| Reading text |
########

The investigators propose a clinical trial to assess the efficacy of minimally invasive autologous fat transfer for addressing pain and poor prosthetic fit at amputation sites. This surgical procedure involves the immediate transplantation of a subject's own tissue and does not require FDA oversight. Importantly, we will use our knowledge and expertise working with adipose stromal cells to compare a regenerative medicine cell therapy modification of the fat grafting procedure with more traditional fat graft preparations.

The biggest problem associated with fat grafting is unpredictable rates of fat graft resorption. This is likely related to the ability of the regenerating adipose tissue to rapidly develop a new blood supply. In this study, we will test a regenerative medicine approach of enriching the adipose graft with autologous adipose stem cells (stromal cell enriched adipose grafting). This may serve to improve graft retention over time and potentially improve functional outcomes.

A modified preparation of the fat graft involves concentrating the endogenous stromal cells in the graft material in an effort to increase graft retention over time. The aspirated fat material used for fat grafting consists of mature adipocytes, a small amount of fibrous tissue, and immature adipose stromal cells (ASCs). These adipose stromal cells are a mixed population of non-lipid laden cells that serve to turn over mature adipocytes and vascular elements. "Preadipocytes," as well as endothelial precursor cells and multilineage progenitor cells, are found. Of note, ASCs have been shown to stimulate angiogenesis when stressed under hypoxic conditions and these cells may be instrumental in healing and volume retention of fat grafts. Yoshimura, et. al. (133) found that fat aspirated with a liposuction cannula (i.e. the method of fat harvest for fat grafting) is deficient in ASCs compared to whole fat. This is due to the fact that a major portion of ASCs are located around larger blood vessels that are left intact in the donor site after liposuction with a blunt cannula. The relative lack of ASCs in lipoaspirate may explain problems with fat graft reabsorption over time. Enriching lipoaspirate with ASCs should increase angiogenesis and, therefore, fat graft retention. This cell therapy approach takes advantage of the innate ability of ASC's to both secrete angiogenic factors and also differentiate into mature adipocytes. The improved blood vessel ingrowth can result in improved graft volume retention and superior reconstructive outcomes.

########

| Supplied material |
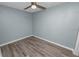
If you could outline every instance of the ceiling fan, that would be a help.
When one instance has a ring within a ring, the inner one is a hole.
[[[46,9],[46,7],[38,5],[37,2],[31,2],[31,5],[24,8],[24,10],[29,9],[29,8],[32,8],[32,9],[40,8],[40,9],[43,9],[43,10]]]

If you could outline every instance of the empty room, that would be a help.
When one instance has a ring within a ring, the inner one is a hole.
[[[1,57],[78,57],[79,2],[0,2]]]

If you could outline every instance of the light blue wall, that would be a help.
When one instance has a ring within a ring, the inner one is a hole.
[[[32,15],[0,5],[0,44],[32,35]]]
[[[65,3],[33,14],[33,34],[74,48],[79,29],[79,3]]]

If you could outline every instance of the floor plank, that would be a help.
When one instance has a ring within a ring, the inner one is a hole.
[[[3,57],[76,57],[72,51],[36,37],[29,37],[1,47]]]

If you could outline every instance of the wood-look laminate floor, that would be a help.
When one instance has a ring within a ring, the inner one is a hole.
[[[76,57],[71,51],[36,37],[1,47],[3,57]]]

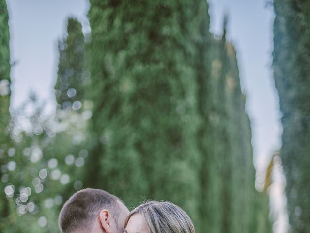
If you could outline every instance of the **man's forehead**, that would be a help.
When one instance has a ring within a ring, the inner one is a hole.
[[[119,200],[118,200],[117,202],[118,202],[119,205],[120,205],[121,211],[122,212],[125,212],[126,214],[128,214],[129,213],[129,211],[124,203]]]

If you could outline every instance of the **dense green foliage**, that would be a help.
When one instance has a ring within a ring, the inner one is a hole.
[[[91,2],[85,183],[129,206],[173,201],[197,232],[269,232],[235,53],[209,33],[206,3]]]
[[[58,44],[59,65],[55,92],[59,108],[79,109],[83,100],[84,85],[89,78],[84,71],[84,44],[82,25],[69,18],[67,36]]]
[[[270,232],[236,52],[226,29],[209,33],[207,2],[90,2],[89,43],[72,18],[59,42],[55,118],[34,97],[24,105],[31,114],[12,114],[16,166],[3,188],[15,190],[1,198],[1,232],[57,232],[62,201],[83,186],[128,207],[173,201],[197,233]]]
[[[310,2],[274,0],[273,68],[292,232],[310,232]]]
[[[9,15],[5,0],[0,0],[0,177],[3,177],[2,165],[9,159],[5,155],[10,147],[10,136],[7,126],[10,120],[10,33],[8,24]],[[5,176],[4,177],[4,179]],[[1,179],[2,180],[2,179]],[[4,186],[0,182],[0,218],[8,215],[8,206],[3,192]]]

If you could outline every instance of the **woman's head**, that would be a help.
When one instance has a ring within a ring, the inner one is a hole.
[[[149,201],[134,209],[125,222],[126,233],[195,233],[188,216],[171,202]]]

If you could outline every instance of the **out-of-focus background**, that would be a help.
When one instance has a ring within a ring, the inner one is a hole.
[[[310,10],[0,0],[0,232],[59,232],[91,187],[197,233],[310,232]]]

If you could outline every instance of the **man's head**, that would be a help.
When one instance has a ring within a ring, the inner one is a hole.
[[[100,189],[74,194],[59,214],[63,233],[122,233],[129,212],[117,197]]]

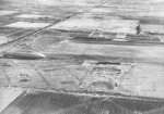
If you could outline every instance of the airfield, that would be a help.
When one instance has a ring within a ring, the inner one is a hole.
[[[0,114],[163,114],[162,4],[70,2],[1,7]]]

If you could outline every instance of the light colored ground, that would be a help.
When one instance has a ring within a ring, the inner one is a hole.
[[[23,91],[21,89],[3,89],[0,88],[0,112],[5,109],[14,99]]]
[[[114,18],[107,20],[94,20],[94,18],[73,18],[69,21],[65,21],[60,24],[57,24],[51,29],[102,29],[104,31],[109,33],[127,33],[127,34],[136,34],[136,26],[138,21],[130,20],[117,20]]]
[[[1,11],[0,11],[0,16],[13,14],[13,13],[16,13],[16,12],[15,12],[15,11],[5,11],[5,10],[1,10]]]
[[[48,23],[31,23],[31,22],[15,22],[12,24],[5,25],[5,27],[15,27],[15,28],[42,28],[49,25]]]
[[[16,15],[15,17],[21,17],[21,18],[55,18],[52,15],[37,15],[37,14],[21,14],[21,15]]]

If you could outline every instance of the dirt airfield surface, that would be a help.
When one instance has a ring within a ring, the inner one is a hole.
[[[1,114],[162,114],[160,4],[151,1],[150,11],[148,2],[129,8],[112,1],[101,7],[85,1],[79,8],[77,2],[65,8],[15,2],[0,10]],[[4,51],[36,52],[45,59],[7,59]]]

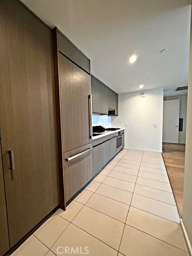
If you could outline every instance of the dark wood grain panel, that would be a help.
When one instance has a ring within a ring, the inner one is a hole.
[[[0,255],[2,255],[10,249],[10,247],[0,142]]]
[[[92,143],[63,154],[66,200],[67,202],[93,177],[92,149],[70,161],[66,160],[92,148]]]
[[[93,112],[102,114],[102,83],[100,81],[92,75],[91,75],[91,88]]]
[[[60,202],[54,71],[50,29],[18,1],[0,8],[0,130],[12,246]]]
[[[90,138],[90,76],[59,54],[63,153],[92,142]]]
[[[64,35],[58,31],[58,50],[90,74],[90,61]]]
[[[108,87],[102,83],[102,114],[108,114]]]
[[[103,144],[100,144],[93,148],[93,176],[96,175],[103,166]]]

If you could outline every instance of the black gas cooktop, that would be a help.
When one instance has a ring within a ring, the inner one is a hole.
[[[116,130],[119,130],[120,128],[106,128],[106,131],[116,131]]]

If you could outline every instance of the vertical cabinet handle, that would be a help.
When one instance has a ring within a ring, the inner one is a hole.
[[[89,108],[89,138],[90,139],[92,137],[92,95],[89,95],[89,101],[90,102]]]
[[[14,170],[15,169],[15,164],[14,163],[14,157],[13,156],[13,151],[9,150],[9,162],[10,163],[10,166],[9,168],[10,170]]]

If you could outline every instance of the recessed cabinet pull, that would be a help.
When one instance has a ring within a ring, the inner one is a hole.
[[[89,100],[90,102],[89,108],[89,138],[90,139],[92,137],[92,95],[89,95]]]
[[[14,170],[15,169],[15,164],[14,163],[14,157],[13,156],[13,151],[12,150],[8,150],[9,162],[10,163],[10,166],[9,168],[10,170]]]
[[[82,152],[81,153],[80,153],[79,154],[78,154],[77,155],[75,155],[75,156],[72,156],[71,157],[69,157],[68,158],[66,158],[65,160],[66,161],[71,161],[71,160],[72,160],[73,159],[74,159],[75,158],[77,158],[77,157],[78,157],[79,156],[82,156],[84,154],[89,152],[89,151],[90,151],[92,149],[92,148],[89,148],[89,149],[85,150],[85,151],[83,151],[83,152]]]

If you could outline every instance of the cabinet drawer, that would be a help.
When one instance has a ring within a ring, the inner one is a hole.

########

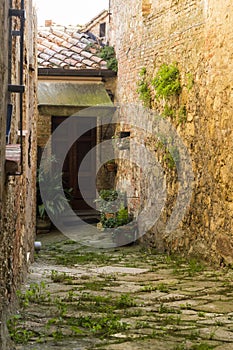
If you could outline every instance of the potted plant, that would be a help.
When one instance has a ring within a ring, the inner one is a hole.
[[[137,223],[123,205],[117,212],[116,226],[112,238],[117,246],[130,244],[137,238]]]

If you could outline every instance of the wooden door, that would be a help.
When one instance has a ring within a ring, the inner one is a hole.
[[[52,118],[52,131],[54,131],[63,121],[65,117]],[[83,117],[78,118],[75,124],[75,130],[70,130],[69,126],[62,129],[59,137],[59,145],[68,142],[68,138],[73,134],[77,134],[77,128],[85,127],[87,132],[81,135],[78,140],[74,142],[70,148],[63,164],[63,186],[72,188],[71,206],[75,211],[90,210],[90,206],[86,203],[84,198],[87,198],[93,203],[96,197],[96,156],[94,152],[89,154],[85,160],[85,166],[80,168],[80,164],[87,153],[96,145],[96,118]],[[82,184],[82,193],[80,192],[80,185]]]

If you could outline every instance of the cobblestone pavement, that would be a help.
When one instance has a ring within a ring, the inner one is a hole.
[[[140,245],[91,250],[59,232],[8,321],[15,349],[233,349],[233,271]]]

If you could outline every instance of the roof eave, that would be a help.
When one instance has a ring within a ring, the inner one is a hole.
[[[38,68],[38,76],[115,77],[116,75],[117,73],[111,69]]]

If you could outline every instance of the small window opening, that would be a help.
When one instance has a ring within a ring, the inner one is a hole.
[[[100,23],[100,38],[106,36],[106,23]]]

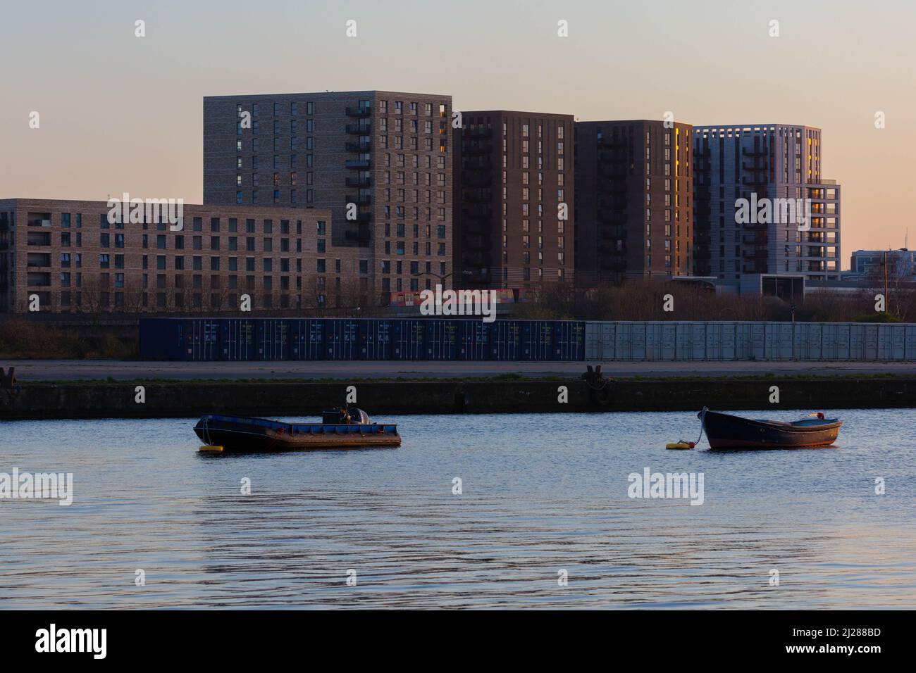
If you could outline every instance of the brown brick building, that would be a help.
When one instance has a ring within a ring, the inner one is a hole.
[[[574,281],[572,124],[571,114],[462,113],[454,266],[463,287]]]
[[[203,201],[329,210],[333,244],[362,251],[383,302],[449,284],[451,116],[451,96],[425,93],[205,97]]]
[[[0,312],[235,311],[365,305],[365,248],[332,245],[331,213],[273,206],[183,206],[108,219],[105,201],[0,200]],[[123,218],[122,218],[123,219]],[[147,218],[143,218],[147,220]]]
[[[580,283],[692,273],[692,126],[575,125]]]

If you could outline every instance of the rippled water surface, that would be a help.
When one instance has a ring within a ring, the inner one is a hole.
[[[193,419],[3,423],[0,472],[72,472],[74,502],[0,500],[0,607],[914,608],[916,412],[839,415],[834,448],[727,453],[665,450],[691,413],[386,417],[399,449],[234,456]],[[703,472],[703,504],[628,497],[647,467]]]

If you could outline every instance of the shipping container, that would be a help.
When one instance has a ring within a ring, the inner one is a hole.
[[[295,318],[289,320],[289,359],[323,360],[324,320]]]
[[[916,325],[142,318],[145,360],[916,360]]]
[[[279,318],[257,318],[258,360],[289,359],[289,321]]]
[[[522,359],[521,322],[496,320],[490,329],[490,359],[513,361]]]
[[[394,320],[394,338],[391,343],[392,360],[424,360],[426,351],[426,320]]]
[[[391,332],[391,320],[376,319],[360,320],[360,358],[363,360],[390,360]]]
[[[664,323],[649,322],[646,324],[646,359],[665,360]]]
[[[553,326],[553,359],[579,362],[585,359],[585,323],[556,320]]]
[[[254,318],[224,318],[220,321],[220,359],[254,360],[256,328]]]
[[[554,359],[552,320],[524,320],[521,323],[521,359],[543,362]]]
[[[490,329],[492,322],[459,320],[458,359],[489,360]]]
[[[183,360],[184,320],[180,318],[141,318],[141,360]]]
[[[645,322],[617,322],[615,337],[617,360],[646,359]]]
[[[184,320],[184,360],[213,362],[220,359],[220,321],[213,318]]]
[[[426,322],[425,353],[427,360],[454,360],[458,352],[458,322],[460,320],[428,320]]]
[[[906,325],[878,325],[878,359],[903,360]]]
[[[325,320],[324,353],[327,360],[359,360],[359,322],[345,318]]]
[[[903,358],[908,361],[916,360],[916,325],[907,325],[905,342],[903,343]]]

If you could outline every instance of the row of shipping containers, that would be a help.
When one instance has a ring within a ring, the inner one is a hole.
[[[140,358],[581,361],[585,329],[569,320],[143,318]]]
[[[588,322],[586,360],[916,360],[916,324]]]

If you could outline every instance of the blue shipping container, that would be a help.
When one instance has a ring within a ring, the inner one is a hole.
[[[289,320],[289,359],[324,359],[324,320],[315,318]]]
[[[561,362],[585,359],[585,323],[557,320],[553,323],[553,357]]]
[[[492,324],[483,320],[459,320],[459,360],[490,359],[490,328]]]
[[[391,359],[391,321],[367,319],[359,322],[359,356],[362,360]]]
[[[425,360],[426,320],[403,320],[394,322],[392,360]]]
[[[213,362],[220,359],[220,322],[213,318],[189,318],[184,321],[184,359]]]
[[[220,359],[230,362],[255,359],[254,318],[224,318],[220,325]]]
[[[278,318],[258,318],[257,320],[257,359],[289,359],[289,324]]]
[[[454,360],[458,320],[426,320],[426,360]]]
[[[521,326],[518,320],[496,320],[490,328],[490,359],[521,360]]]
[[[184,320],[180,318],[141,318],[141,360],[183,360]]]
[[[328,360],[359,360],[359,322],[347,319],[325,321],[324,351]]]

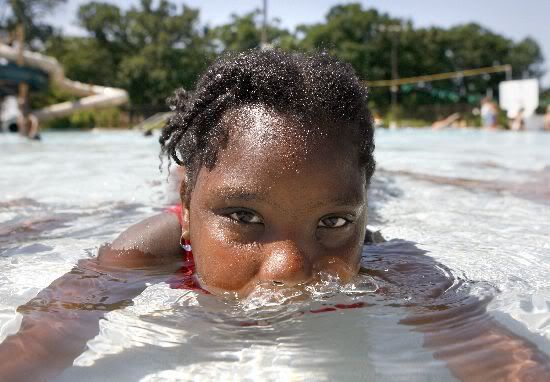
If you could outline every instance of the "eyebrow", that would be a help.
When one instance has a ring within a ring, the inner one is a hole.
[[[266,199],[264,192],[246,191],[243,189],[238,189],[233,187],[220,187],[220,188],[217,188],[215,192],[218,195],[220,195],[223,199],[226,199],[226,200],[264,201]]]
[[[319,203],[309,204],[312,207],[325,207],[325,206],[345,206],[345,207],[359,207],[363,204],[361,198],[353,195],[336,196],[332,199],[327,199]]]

########

| Work required |
Reproduce the fat grafting passage above in full, word for word.

| Solved exercise |
The investigators propose a clinical trial to assess the efficacy of minimally invasive autologous fat transfer for addressing pain and poor prosthetic fit at amputation sites. This surgical procedure involves the immediate transplantation of a subject's own tissue and does not require FDA oversight. Importantly, we will use our knowledge and expertise working with adipose stromal cells to compare a regenerative medicine cell therapy modification of the fat grafting procedure with more traditional fat graft preparations.

The biggest problem associated with fat grafting is unpredictable rates of fat graft resorption. This is likely related to the ability of the regenerating adipose tissue to rapidly develop a new blood supply. In this study, we will test a regenerative medicine approach of enriching the adipose graft with autologous adipose stem cells (stromal cell enriched adipose grafting). This may serve to improve graft retention over time and potentially improve functional outcomes.

A modified preparation of the fat graft involves concentrating the endogenous stromal cells in the graft material in an effort to increase graft retention over time. The aspirated fat material used for fat grafting consists of mature adipocytes, a small amount of fibrous tissue, and immature adipose stromal cells (ASCs). These adipose stromal cells are a mixed population of non-lipid laden cells that serve to turn over mature adipocytes and vascular elements. "Preadipocytes," as well as endothelial precursor cells and multilineage progenitor cells, are found. Of note, ASCs have been shown to stimulate angiogenesis when stressed under hypoxic conditions and these cells may be instrumental in healing and volume retention of fat grafts. Yoshimura, et. al. (133) found that fat aspirated with a liposuction cannula (i.e. the method of fat harvest for fat grafting) is deficient in ASCs compared to whole fat. This is due to the fact that a major portion of ASCs are located around larger blood vessels that are left intact in the donor site after liposuction with a blunt cannula. The relative lack of ASCs in lipoaspirate may explain problems with fat graft reabsorption over time. Enriching lipoaspirate with ASCs should increase angiogenesis and, therefore, fat graft retention. This cell therapy approach takes advantage of the innate ability of ASC's to both secrete angiogenic factors and also differentiate into mature adipocytes. The improved blood vessel ingrowth can result in improved graft volume retention and superior reconstructive outcomes.